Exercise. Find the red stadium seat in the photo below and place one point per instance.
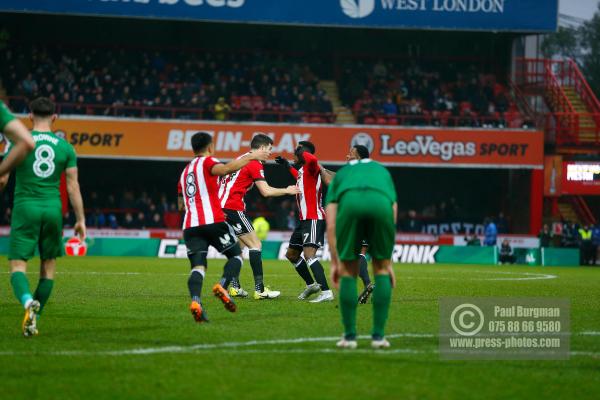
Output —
(369, 121)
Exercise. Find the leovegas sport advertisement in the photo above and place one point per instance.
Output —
(166, 140)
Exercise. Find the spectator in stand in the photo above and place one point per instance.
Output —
(96, 219)
(128, 222)
(545, 236)
(585, 245)
(506, 253)
(390, 108)
(570, 235)
(140, 222)
(491, 233)
(412, 224)
(6, 216)
(155, 221)
(473, 240)
(595, 243)
(68, 219)
(502, 223)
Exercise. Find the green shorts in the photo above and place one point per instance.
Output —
(36, 226)
(365, 215)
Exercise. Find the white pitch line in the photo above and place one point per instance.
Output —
(240, 347)
(209, 346)
(529, 276)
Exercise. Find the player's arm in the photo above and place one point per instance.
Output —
(76, 201)
(236, 165)
(284, 162)
(268, 191)
(4, 181)
(21, 144)
(326, 175)
(330, 216)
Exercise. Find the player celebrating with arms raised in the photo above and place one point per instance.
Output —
(37, 213)
(310, 232)
(361, 204)
(233, 188)
(204, 222)
(20, 138)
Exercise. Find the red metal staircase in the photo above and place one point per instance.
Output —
(561, 100)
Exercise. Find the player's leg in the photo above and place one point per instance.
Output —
(347, 234)
(46, 282)
(51, 247)
(381, 234)
(197, 249)
(254, 245)
(294, 255)
(24, 235)
(312, 260)
(348, 287)
(363, 267)
(222, 238)
(363, 272)
(240, 227)
(314, 236)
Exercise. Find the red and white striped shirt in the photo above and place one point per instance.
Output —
(200, 192)
(233, 187)
(308, 180)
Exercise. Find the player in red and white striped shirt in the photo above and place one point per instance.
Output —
(204, 223)
(309, 235)
(233, 188)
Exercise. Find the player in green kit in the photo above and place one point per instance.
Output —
(19, 136)
(361, 204)
(37, 211)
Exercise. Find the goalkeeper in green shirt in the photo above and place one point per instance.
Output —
(18, 135)
(361, 204)
(36, 221)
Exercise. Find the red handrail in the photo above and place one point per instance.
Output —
(587, 95)
(585, 210)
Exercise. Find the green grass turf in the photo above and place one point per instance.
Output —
(139, 303)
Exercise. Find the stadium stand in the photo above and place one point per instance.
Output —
(256, 86)
(167, 84)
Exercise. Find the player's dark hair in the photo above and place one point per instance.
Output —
(308, 146)
(42, 107)
(200, 141)
(362, 151)
(260, 140)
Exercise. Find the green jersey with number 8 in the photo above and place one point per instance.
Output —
(38, 176)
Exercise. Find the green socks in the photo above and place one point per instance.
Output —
(348, 305)
(42, 293)
(382, 294)
(20, 285)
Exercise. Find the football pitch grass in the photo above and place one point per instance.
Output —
(119, 328)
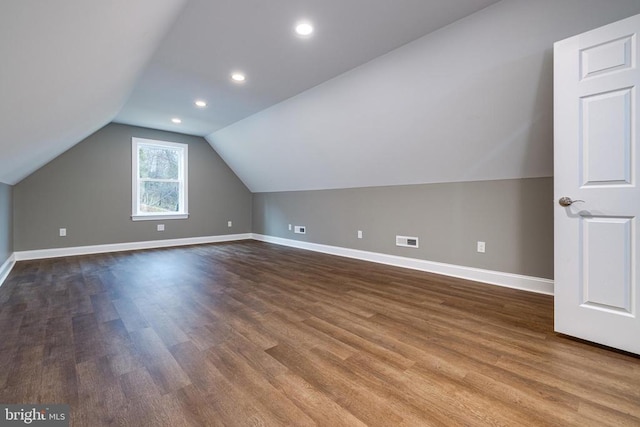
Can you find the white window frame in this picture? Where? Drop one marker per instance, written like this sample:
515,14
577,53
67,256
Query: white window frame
183,174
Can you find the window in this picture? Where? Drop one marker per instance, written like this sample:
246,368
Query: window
159,180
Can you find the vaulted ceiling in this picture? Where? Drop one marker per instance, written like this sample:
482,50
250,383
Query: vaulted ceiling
71,66
384,92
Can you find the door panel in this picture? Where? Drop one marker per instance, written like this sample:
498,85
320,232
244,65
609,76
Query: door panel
606,138
596,159
607,264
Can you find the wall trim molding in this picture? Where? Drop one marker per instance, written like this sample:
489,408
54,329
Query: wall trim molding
508,280
130,246
6,268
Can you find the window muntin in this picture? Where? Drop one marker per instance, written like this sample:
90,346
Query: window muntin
159,180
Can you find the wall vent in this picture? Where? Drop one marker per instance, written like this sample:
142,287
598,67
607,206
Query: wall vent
409,242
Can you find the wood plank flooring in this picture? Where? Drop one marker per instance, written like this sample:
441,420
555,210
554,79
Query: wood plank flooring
252,334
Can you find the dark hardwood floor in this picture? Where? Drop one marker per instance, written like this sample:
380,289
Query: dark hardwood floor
252,334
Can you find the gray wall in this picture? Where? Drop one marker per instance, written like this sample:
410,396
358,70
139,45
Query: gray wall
88,191
6,222
513,217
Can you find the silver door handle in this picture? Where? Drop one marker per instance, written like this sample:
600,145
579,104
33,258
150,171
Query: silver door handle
566,201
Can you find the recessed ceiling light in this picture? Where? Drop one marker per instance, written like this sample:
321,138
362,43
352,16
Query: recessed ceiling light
304,29
238,77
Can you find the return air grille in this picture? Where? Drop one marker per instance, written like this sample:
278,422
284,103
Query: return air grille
406,241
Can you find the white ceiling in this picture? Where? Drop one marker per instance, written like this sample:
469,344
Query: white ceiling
66,69
213,38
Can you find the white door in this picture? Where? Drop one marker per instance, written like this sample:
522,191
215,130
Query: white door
596,164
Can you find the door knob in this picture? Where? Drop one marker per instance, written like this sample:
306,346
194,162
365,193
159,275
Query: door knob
566,201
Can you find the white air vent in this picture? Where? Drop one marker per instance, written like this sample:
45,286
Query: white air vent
409,242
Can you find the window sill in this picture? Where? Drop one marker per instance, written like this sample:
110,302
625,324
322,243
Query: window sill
158,217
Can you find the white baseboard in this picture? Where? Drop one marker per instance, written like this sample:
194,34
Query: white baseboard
509,280
5,268
132,246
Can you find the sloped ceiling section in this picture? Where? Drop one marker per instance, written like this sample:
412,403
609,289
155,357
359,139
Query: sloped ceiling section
470,102
67,68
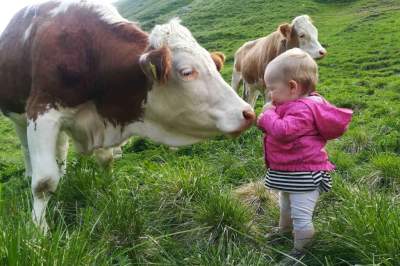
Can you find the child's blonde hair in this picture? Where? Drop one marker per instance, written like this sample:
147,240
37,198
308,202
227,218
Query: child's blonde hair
294,64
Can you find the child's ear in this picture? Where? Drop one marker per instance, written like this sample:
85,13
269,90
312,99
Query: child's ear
293,85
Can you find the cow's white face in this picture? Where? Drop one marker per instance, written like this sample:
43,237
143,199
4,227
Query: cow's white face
194,102
307,35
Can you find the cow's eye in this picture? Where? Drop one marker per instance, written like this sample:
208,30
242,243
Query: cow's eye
188,74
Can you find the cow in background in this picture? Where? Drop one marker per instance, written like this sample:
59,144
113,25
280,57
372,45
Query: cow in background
253,57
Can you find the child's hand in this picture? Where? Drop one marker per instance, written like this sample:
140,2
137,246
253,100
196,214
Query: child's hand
267,106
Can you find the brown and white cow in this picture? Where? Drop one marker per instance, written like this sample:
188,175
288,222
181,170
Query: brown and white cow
253,57
77,68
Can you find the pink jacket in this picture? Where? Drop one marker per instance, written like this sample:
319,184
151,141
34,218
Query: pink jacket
296,133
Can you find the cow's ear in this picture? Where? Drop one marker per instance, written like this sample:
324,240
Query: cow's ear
219,60
156,64
285,30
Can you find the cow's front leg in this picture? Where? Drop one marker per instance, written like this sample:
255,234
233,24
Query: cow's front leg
104,157
43,133
253,93
62,152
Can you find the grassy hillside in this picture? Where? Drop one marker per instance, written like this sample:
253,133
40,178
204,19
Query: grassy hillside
177,207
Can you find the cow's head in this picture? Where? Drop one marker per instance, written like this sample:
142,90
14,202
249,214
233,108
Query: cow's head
189,100
303,34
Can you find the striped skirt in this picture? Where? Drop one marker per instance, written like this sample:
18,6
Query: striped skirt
293,182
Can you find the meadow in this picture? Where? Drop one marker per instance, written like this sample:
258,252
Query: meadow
181,207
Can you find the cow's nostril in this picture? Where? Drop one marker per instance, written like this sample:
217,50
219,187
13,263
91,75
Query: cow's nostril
249,115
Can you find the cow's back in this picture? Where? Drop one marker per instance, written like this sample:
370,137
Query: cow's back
252,58
52,57
15,59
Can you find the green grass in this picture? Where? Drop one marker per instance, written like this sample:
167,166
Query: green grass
177,207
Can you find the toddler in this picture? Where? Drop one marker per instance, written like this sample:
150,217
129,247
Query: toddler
297,124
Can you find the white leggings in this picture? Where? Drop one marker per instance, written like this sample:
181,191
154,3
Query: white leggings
300,207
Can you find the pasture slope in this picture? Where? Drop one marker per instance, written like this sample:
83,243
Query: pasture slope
166,207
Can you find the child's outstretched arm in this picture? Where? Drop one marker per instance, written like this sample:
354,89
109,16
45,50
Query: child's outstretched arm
296,123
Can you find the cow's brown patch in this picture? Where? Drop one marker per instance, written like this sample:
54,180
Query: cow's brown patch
219,60
71,59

### Exercise prompt:
Locate the line with "Can you find the cow's back" in the entries above; extract it and every line after it, verbatim.

### Output of the exercise:
Can you find the cow's back in this picture? Where? Drop one marker per instance, written like this sample:
370,137
Query: cow's back
252,58
52,57
15,59
Can you find the green grass in this picture? Where? Drop one marker per instance, written like this sample:
167,166
Query: green grass
177,207
Can you find the toddler in this picture? Where? Drop one marker per instance, written like this sample:
150,217
129,247
Query: toddler
297,124
Can you find the white leggings in this picture? Where? Drop one marker per instance, written like this sample:
181,191
154,3
Query: white leggings
300,207
Can you find the pasture slope in this picture? Where? Drop one marker per instance, written like this sample:
83,243
Query: pasture slope
166,207
Can you find the child's outstretched arm in this picture? Where? Drop one marker per instance, written like this sample:
354,89
109,16
45,50
Query: child's outstretched arm
296,123
Can you find the cow's brown patch in this picture? Where? Drop one marker per instance, written like this sample:
54,180
Query: cow's brown patch
219,60
71,59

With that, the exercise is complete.